__STATED TASK__. The entries are to be returned exactly, with images left out.

__DATA PROVIDED__.
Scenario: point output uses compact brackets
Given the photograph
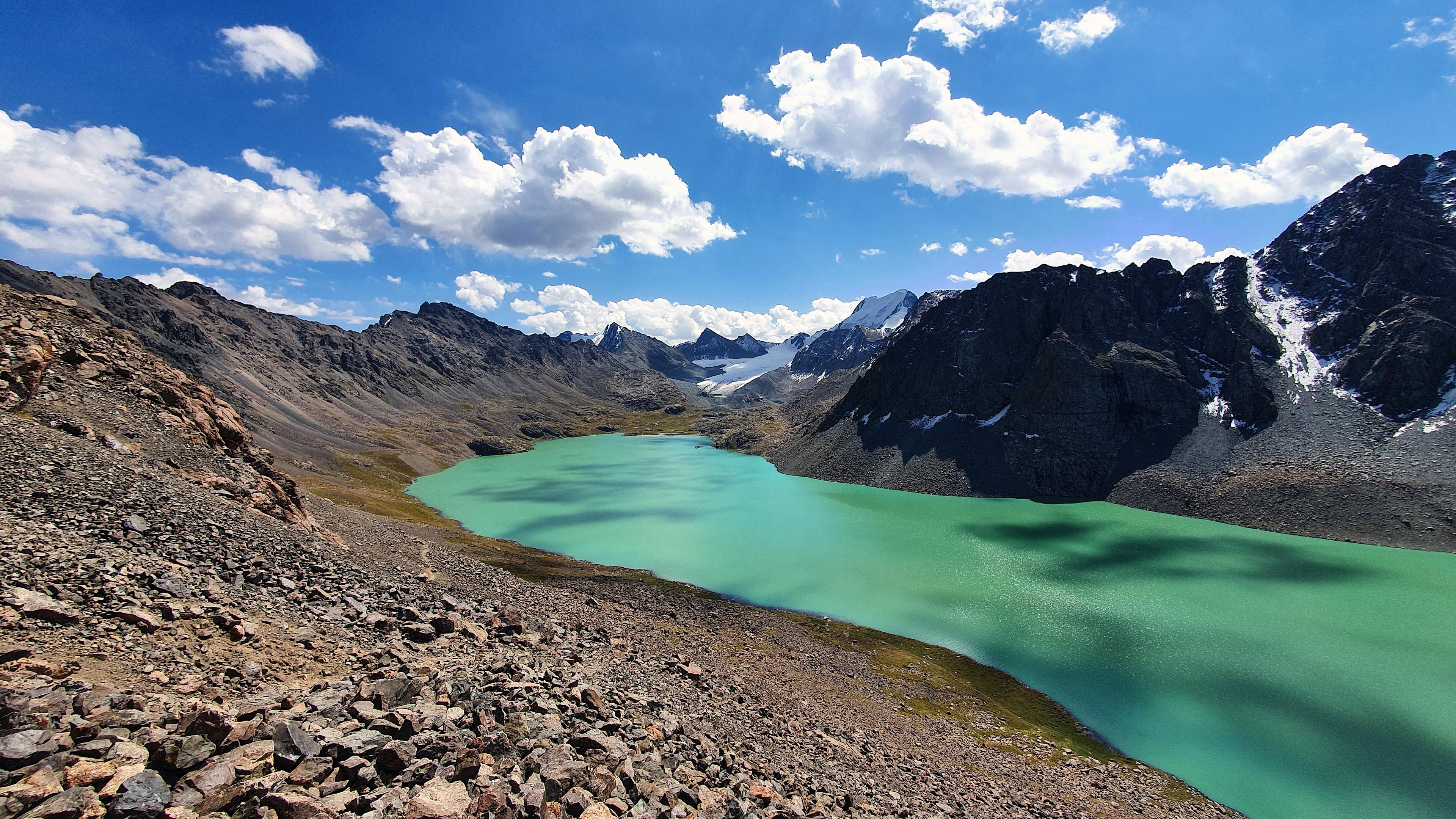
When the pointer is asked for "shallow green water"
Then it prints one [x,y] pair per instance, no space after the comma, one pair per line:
[1285,677]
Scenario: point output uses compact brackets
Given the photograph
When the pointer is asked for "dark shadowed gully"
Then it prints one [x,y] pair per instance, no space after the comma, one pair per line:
[184,637]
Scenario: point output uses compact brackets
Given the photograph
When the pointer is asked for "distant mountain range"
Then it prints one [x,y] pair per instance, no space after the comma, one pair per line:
[1307,390]
[731,365]
[1304,390]
[419,385]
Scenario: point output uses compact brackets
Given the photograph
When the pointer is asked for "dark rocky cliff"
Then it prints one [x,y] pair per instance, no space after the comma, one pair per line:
[712,346]
[643,352]
[1087,375]
[426,384]
[1375,270]
[1307,390]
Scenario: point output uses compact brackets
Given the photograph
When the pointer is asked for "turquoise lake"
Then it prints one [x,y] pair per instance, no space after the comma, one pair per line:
[1289,678]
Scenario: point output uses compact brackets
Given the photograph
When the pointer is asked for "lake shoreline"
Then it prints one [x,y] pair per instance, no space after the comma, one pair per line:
[1042,605]
[995,716]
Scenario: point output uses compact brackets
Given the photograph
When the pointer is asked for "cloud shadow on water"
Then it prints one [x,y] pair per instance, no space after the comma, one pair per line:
[1083,551]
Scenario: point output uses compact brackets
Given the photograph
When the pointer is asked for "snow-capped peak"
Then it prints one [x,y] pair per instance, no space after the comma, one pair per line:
[880,312]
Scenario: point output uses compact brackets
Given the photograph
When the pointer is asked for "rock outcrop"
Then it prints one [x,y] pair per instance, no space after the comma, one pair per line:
[712,346]
[47,336]
[1372,276]
[1308,390]
[174,652]
[1075,377]
[435,380]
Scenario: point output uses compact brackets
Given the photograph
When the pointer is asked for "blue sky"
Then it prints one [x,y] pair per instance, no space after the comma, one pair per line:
[1200,82]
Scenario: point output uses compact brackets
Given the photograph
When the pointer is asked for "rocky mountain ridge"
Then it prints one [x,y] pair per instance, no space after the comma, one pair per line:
[1305,390]
[175,649]
[421,384]
[711,346]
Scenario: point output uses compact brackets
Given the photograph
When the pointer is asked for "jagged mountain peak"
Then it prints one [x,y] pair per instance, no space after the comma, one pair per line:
[712,346]
[1362,289]
[880,312]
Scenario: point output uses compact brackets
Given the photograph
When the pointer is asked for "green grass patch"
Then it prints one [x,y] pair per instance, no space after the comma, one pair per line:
[956,678]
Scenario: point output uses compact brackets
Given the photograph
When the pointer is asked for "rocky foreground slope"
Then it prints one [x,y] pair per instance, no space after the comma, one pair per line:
[416,385]
[184,633]
[1305,391]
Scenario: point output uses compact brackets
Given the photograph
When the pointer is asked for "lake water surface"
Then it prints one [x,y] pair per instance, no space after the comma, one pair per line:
[1289,678]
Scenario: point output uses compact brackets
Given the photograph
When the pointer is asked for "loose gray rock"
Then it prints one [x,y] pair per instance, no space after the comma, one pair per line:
[143,796]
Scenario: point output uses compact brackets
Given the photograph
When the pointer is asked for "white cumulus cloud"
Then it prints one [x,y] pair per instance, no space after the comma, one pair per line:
[166,278]
[557,199]
[257,297]
[1095,203]
[565,307]
[1177,250]
[870,119]
[1062,36]
[482,290]
[1430,33]
[261,50]
[973,279]
[1031,260]
[94,190]
[963,21]
[1310,167]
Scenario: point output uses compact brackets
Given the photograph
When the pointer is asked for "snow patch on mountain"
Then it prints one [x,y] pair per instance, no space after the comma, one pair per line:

__RESULT OF THE TASK__.
Scenario: point output uses compact brackets
Given the photograph
When the pointer is asked for "shallow green water"
Then it prints one [x,y] pair per instance, no space after the comma, one pair per line:
[1285,677]
Scenario: point output uses compact brackets
Given the photograph
When the pointer is asked for "dark shadowed gully"
Then it prints one [x,y] pair per instance, no space after the comma, one pair per line:
[184,637]
Scenario: point output uses compact brackets
Given the photograph
When the pointer is asked for "distant mountain range"
Then it prints one [x,y] pair per instance, no space after the comma, one pair per line:
[1307,390]
[731,365]
[1304,390]
[419,385]
Scenario: point output uses compact brackets
Given the photograph
When the pointer is asked for "dark rocky cliff"
Then it prints one [x,y] pair per instance, no space after the comma, one pair per line:
[712,346]
[643,352]
[1087,375]
[426,384]
[1375,270]
[1307,390]
Scenario: point output uses compact brackets
Given the photograph
When the pointer is asked for "turquoise lake"
Then it prints one [x,y] pair per instance, no space after the comma, one pair per line:
[1289,678]
Scenario: point output uses compact brackets
Given the photograph
When the pointer is asked for "lake shoreline"
Then it prints one [x,y] pair per instance, no space after the comma, one pair per line:
[1042,605]
[995,716]
Scenario: point output uses compact brackets
Given the photograph
When the pointer is asked for "cloud shadow on water"
Then it prints one [x,y] pair per instance, no space after the comma, one pair per line:
[1083,551]
Scenario: point output uses compact brackets
Given the photograph
When the pointer is asked for "snow-capped peak"
Then it prints one [x,y] pair per instance, no space after the comma, one pair per line:
[880,312]
Scenario: point output uses compact brackets
Given the photograph
When the pointer is asked for "rock outcrop"
Then it prints one [x,y] pair per instance, no space after the comma, one pair per line:
[712,346]
[47,336]
[1372,276]
[1308,390]
[174,652]
[1075,377]
[435,380]
Scenario: point output uses compact brackets
Given the photograph
When the pointer is asked for "blue sky"
Then it prints one [x,y] pair per instance, no space after the comma, one pair per line:
[1200,82]
Scenario: point output uses compact brackets
Given the photograph
When the pointer is asked for "rocky mountain ridge"
Then it prints one [x,y] pair per instance, no space after the comma, one pair per line:
[1305,390]
[175,649]
[421,384]
[711,346]
Scenario: point output uses compact brackets
Given the photograph
When the pointer is asked for "jagged mountain peak"
Then it prints one [x,y] pair per instance, no space after the comma, one pair per line:
[712,346]
[1362,289]
[880,312]
Scenario: point output uses compact brackets
Given the photograph
When the pointer is asked for "green grass patch"
Then it prints one [x,y] pair per instance, no space after the comma, one pair per line:
[956,678]
Scenario: point output uses compact brackets
Given the photograph
When the pointer is asked for "rocky foreground slope"
Then it prints one [x,y] pair per instance, no space after the comma, one pair per line:
[416,385]
[184,633]
[1305,391]
Scenario: point output uses compact brackets
Given the photograph
When the pointer is asked for "lake water surface"
Then it prints one [x,y] pair per instance, no space after the comma, one pair per line:
[1289,678]
Scenario: point output uses compact brackets
Given the photograph
When the pointer is asked for "loose gray rock"
Then it prints one [x,y] pair per instance, no space after the comma, one pair per line:
[143,796]
Scenario: point output uses compact brackets
Given the photograph
When the pointer is asked for "white cumulus cloud"
Then it prints one [x,y] pair per instance, no space after the comma, one pair per line:
[166,278]
[557,199]
[257,297]
[1095,203]
[565,307]
[1177,250]
[870,119]
[1062,36]
[482,290]
[1430,33]
[261,50]
[973,279]
[1031,260]
[94,190]
[963,21]
[1310,167]
Scenario: point output uses compact brackets
Given the photograph
When the pointer is asked for "snow patch on mountain"
Then it prints one [x,y] pair per instance, no space after the comma, one pair per line:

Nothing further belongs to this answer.